作成する内容: 以下の記録のうち、「hair」という語を含む行を数え、その数だけを答えなさい。

━━━━━━━━━━━━━━━━━━━━

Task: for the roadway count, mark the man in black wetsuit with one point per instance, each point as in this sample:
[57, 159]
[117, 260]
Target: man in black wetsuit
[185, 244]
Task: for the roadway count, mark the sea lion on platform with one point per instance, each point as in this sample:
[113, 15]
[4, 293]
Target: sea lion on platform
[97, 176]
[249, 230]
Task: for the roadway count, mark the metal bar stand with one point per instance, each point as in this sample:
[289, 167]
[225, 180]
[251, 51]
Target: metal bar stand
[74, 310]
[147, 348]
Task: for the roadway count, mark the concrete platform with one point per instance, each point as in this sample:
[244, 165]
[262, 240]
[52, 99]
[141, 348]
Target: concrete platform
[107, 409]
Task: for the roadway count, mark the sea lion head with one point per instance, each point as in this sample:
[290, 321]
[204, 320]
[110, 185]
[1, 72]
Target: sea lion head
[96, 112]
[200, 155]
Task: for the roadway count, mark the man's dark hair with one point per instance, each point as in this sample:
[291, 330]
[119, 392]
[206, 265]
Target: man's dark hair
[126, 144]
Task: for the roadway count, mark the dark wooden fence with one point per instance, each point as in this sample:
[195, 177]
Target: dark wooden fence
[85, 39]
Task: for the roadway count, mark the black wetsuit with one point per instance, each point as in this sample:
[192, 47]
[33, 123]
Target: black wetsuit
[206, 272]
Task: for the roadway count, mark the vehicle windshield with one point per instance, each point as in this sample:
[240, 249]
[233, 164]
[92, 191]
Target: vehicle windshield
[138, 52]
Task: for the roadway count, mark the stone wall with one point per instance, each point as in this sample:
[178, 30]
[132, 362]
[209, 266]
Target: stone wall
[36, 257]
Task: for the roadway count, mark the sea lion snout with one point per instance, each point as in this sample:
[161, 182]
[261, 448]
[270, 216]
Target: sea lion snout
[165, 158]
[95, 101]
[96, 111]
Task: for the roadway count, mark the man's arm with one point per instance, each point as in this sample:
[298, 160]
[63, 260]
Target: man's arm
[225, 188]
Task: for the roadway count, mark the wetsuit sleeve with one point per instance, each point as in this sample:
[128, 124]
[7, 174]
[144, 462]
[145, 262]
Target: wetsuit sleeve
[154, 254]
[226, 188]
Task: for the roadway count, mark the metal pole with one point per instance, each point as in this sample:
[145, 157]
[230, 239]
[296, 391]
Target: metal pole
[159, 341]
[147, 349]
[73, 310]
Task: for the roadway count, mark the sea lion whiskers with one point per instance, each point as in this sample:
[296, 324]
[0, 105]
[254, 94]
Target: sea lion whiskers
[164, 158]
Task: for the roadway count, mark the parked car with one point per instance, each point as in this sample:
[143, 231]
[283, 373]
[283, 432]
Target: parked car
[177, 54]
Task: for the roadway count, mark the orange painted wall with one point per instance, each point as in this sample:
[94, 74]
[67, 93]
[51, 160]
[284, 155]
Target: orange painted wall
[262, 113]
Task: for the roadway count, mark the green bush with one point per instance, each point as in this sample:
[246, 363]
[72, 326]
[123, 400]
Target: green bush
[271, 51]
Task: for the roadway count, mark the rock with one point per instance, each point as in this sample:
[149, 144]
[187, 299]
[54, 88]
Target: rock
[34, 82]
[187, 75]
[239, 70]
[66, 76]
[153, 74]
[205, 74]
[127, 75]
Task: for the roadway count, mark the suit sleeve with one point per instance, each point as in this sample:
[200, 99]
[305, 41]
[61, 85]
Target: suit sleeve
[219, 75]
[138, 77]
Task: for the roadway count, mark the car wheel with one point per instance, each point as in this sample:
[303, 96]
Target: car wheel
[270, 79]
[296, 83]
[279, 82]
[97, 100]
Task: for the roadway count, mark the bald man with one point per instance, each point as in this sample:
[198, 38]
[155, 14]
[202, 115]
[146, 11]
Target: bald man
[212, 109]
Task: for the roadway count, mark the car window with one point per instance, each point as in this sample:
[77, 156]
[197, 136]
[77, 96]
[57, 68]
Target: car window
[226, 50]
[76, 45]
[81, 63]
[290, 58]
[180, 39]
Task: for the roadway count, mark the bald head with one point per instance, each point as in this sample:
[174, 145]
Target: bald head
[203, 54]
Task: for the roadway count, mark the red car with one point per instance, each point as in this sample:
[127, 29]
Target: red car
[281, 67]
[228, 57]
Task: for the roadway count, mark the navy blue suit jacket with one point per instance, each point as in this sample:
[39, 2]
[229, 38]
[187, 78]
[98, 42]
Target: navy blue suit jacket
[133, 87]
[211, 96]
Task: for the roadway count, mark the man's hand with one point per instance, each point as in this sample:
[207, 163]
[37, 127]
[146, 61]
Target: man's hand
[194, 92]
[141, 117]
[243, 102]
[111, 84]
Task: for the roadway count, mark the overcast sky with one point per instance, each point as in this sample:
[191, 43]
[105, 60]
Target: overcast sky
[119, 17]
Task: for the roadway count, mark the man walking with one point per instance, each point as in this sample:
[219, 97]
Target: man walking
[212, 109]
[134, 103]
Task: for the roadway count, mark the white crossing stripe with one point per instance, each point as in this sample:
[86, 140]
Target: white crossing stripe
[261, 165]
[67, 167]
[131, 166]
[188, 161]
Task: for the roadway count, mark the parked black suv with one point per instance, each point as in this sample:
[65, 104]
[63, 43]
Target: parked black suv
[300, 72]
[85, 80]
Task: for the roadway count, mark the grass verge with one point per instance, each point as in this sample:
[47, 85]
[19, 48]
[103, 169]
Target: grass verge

━━━━━━━━━━━━━━━━━━━━

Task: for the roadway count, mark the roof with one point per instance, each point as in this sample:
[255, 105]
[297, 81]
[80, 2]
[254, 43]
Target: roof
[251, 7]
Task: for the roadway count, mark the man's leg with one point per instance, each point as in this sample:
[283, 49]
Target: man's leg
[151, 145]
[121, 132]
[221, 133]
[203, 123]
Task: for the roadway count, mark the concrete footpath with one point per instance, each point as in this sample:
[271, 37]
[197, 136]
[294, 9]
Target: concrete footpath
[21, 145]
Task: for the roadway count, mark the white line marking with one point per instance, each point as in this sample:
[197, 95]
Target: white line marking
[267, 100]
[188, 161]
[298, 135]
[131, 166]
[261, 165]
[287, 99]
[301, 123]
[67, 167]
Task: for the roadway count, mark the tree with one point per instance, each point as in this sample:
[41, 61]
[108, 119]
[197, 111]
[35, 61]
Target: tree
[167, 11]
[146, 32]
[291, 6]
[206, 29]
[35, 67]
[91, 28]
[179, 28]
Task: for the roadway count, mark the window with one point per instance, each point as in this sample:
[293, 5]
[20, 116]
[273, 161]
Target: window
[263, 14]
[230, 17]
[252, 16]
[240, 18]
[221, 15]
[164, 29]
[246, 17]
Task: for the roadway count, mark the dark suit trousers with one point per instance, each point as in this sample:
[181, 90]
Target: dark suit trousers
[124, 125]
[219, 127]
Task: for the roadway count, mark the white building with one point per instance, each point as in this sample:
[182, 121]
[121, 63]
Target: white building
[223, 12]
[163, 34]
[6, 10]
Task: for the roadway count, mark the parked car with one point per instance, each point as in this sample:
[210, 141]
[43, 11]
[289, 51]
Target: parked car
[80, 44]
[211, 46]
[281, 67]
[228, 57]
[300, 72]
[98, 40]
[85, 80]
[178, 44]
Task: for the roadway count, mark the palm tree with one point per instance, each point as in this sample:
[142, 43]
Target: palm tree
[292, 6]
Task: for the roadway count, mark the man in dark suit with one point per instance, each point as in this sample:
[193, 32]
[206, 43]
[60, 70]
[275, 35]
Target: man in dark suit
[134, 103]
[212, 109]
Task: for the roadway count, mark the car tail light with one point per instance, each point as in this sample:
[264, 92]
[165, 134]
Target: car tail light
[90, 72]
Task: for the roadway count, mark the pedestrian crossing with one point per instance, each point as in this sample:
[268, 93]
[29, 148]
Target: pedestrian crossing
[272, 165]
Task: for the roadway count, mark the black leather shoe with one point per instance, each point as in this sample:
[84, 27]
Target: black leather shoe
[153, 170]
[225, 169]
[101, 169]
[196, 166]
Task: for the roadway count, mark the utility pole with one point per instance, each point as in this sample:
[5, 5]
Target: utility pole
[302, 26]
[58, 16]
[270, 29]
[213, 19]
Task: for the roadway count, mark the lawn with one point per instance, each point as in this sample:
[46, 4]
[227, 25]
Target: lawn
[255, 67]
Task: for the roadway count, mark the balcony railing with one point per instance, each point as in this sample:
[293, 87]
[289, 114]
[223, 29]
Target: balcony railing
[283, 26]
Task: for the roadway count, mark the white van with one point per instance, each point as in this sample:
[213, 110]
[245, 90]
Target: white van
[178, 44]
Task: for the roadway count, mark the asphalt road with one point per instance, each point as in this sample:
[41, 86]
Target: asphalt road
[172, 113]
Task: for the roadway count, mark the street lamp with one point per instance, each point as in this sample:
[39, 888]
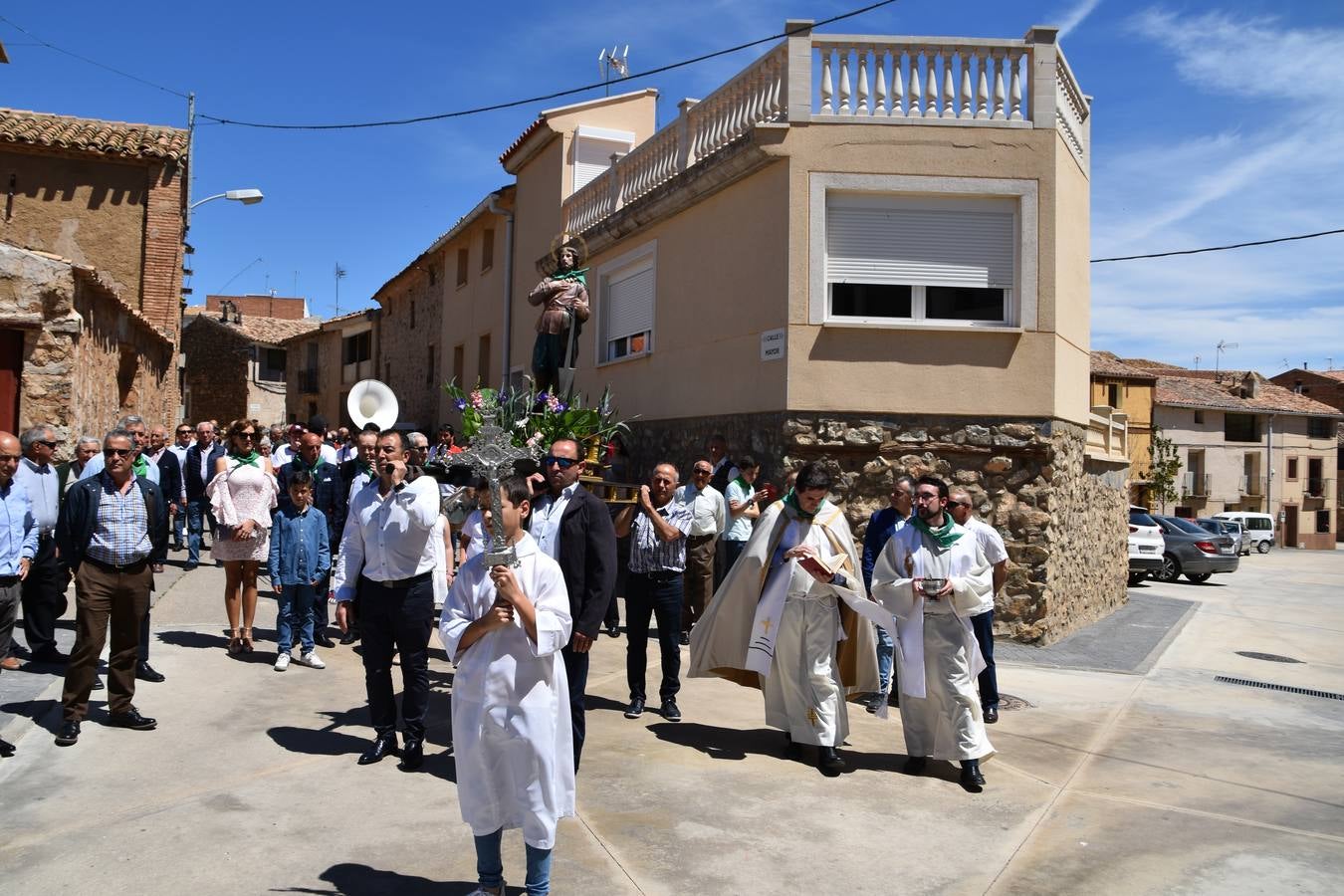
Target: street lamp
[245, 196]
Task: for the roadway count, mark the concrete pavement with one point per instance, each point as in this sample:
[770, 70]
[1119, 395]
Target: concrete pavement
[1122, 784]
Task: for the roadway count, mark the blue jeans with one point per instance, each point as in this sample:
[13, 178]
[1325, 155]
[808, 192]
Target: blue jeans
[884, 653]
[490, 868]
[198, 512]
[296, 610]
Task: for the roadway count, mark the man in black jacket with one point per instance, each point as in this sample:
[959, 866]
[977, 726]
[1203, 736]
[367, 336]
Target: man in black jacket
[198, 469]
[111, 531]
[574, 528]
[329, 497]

━━━━━━━━━━━━━━━━━━━━

最終結果: 2